Exercise prompt: The stretch wanted below opens at the line containing "Target: gable wall" and closes at the line containing "617, row 21.". Please return it exactly, with no other lines.

Point localization data:
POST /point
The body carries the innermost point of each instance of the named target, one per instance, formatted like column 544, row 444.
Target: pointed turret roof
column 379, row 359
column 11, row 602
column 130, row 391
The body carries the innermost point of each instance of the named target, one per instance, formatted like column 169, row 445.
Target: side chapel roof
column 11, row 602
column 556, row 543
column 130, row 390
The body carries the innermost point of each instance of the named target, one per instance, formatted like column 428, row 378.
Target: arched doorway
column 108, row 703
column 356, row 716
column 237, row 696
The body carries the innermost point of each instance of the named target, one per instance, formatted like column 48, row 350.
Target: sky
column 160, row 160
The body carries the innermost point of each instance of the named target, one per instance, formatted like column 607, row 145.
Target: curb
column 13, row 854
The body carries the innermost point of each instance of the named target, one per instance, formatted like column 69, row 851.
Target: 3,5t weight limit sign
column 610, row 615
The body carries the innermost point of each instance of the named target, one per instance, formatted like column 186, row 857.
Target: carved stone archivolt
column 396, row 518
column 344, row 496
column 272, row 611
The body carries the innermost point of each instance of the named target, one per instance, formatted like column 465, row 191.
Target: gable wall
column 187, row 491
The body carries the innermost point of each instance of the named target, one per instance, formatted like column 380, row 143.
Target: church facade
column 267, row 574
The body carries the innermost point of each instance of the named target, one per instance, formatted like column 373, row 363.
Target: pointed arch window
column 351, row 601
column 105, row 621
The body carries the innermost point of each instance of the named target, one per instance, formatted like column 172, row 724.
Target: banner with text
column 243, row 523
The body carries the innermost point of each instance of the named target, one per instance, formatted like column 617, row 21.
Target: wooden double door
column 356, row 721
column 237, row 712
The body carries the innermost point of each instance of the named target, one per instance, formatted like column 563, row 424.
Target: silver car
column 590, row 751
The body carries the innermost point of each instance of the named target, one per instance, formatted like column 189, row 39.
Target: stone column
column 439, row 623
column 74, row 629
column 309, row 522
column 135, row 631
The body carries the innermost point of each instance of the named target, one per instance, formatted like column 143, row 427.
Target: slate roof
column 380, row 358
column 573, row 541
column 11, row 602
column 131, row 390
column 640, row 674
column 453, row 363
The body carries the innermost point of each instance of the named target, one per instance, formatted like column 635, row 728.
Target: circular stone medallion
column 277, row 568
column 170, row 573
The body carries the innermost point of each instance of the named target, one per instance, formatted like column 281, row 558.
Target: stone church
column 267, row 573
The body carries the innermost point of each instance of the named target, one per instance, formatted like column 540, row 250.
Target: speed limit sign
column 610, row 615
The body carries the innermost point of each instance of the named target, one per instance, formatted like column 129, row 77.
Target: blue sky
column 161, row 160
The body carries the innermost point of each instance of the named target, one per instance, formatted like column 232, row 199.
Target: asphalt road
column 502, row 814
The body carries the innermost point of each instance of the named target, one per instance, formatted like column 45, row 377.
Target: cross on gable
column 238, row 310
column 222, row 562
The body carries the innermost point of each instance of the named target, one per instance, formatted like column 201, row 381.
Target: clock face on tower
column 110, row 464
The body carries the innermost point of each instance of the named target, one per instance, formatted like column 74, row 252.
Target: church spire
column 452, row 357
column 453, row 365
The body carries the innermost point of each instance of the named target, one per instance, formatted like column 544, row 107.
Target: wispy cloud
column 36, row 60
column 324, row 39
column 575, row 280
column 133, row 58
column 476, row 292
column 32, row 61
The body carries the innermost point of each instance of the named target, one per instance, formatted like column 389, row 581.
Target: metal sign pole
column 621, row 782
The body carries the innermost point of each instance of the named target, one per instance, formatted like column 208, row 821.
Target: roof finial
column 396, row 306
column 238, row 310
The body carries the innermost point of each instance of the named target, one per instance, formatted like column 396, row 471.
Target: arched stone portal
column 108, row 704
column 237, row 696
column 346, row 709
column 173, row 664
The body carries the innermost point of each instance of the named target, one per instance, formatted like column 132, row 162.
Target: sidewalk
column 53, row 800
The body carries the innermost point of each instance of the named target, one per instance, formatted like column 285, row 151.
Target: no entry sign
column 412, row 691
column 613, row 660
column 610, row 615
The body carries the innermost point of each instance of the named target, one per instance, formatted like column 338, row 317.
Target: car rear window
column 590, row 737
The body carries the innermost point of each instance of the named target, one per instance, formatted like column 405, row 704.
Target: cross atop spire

Result of the task:
Target: gable wall
column 187, row 491
The body carries the innermost point of each instance of the named target, one per instance, formatted like column 380, row 143.
Target: church facade
column 267, row 574
The body carries the innermost point of each instance of the named target, one per instance, formatted like column 373, row 363.
Target: pointed arch window
column 351, row 601
column 105, row 621
The body carries the innermost point of each instance of the named target, one per instance, formatted like column 172, row 724.
Target: banner with text
column 243, row 523
The body carries the innermost point of each instance of the named target, one per instance, formatted like column 617, row 21.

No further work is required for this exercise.